*** PAGE EXCERPT Section Begins ***
Thursday 1 March 2018

J.D. Romer, Hong Kong herpetologist, and the founding of the British Herpetological Society

J.D Romer handling Wagler's Pit Viper at the
Snake Temple in Penang, September 1950.
(Aquarist, October 1951)
John Romer (1920-1982) is rightly remembered as Hong Kong’s first proper herpetologist. From 1947 until the 1970s he recorded and described, with a characteristic punctiliousness, what he had seen or what had been brought to him. He described new species, had a new species of frog he discovered, Philautus romeri, named after him and produced checklists of the Hong Kong fauna. He did all this in his spare time while employed as the head of pest control for the Hong Kong Government.

His excellent biography, published with the help of his family in Contributions to the History of Herpetology in 2007, does not mention something about him that I only uncovered recently. Before moving on to that I should explain what an important job his was in Hong Kong.

His section dealt with rats, mice, cockroaches, ants, fleas, bed-bugs, midges and mosquitoes. In terms of public health, the most important ones were rats and mosquitoes. After the outbreak of plague in 1894, with 24,000 cases and a 90% mortality over 35 years, and the identification of rat fleas as the vector by the Indian Plague Commission in 1905-06, every effort was made in Hong Kong to kill urban rats and to examine the corpses bacteriologically. Rats and mice were also important causes of food wastage. Anti-malarial measures in urban areas involved altering the bed of streams to prevent stagnation and spraying standing water with oil to prevent the larvae breathing. In the 1960s when Romer’s section was handed responsibility, 80% of the population was kept free from exposure to malarial mosquitoes. Visible reminders of the pest control section (500 people were employed) were the rat bins attached to lamp posts for corpses to be gathered and a prohibition of standing water as in, say, a plant-pot holder, on private premises.

Romer had been involved in pest control in the army during the war. He served in the Ordnance Corps in Assam from 1942 until 1945 where he was responsible for measures to control rats and mosquitoes during the Burma Campaign. It would appear that he was not demobbed until 1947 since (see below) he appeared as Captain Romer. It is also likely that it was in the army when he advised the Hong Kong Government (military administration from the Japanese surrender until 1 May; civilian thereafter) on rodent control in 1946.
*** PAGE EXCERPT Section Ends ***
*** PROVIDED MATERIAL Section Begins ***
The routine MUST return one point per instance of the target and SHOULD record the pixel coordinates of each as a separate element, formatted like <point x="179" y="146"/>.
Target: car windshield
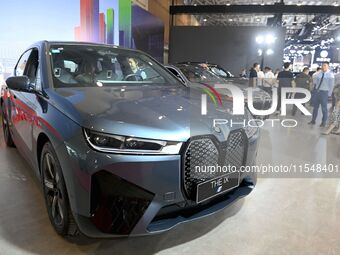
<point x="199" y="74"/>
<point x="86" y="65"/>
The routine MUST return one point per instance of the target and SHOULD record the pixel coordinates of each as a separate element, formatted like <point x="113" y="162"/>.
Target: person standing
<point x="302" y="80"/>
<point x="285" y="78"/>
<point x="269" y="80"/>
<point x="253" y="75"/>
<point x="323" y="88"/>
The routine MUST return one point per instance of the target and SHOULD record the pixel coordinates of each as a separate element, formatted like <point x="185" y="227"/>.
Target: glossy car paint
<point x="60" y="115"/>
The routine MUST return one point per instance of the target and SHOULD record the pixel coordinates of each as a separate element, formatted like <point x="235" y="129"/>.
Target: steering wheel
<point x="140" y="78"/>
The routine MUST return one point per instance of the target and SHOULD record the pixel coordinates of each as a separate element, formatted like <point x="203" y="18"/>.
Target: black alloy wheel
<point x="56" y="197"/>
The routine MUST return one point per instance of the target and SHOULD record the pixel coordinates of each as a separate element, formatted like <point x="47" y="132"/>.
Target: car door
<point x="24" y="113"/>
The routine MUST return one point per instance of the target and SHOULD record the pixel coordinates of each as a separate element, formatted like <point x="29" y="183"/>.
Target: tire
<point x="5" y="127"/>
<point x="55" y="194"/>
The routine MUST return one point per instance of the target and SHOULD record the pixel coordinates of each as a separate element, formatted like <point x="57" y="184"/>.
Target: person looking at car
<point x="136" y="69"/>
<point x="253" y="75"/>
<point x="285" y="79"/>
<point x="243" y="73"/>
<point x="302" y="80"/>
<point x="323" y="89"/>
<point x="269" y="80"/>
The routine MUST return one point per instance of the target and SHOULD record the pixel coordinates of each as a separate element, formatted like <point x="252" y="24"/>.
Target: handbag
<point x="315" y="91"/>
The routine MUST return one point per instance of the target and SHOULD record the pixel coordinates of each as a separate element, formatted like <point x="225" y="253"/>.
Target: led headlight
<point x="129" y="145"/>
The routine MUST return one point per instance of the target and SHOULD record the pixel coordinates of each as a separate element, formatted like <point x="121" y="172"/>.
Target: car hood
<point x="156" y="112"/>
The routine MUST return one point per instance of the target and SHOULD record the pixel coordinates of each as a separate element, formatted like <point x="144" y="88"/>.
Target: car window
<point x="32" y="70"/>
<point x="86" y="65"/>
<point x="219" y="72"/>
<point x="21" y="65"/>
<point x="174" y="72"/>
<point x="199" y="74"/>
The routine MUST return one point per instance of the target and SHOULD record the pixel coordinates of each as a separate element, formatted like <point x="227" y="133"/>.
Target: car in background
<point x="116" y="141"/>
<point x="193" y="74"/>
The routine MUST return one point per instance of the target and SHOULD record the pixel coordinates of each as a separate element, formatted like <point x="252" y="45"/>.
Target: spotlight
<point x="260" y="39"/>
<point x="270" y="52"/>
<point x="270" y="39"/>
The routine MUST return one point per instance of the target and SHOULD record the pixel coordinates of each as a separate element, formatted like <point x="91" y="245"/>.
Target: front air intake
<point x="205" y="151"/>
<point x="117" y="205"/>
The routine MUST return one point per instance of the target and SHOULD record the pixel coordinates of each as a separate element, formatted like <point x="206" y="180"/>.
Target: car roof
<point x="40" y="43"/>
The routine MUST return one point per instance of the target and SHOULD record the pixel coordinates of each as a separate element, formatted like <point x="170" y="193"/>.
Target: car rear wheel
<point x="55" y="193"/>
<point x="5" y="126"/>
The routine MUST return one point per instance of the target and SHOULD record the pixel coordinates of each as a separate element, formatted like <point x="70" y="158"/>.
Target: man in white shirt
<point x="323" y="88"/>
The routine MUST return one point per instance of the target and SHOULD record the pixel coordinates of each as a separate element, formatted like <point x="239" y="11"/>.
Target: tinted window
<point x="199" y="74"/>
<point x="85" y="65"/>
<point x="21" y="65"/>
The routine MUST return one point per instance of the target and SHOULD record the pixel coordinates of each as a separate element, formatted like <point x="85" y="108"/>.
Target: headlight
<point x="129" y="145"/>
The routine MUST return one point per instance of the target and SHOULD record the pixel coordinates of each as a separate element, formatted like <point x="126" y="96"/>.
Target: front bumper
<point x="129" y="195"/>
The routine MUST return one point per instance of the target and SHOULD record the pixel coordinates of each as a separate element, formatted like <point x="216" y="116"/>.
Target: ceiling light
<point x="270" y="39"/>
<point x="270" y="52"/>
<point x="260" y="39"/>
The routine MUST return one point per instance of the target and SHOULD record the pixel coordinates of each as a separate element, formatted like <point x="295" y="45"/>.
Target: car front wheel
<point x="55" y="194"/>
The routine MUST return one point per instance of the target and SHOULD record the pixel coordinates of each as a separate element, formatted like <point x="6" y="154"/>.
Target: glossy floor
<point x="282" y="216"/>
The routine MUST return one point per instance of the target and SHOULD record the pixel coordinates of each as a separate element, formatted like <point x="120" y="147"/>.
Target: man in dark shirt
<point x="302" y="80"/>
<point x="285" y="78"/>
<point x="253" y="75"/>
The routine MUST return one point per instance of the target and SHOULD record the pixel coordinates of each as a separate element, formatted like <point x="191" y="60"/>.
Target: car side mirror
<point x="21" y="83"/>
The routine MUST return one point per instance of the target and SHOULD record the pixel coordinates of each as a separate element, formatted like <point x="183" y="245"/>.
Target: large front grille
<point x="204" y="152"/>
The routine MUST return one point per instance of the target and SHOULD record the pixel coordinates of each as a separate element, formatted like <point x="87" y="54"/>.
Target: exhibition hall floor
<point x="281" y="216"/>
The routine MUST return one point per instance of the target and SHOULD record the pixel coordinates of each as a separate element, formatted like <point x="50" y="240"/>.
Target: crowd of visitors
<point x="322" y="84"/>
*** PROVIDED MATERIAL Section Ends ***
[DIRECTIONS]: Continue the piece on J.D. Romer, the Hong Kong herpetologist, from the point where it stops.

[ANSWER SPACE]:
Besides his day job, John Romer also founded Hong Kong Natural History Society (as the Hong Kong Biological Circle) and it is in this connexion, of his involvement in founding societies, that I found further information—but this time in London in 1947.

The Aquarist magazine of January 1947 had this announcement:


Captain J.D. Re[sic]mer, 96 Mortlake Road, Kew, Surrey, is desirous to contact anyone residing in the British Isles who is interested in the study of life histories and habits of Reptilia and Amphibia.

Then in May 1947 the Aquarist announced ‘Proposed Reptile Society for Britain’:



It was clearly Romer who was drumming up support for the new society since he was the point of contact for prospective members. Then in July 1947 issue, it was announced that the new Society had been inaugurated on 11 July. But Romer’s name had gone and the inaugural secretary was Alfred Leutscher. What happened, of course, was that Romer must have been appointed to the pest control job in Hong Kong after his initial approaches to form a herpetological society. The August issue of the Aquarist stated that he would be leaving shortly for Hong Kong. Indeed he left Liverpool on 13 August on board the P&O’s Empress of Scotland with his wife Raymonde and nine-month old son.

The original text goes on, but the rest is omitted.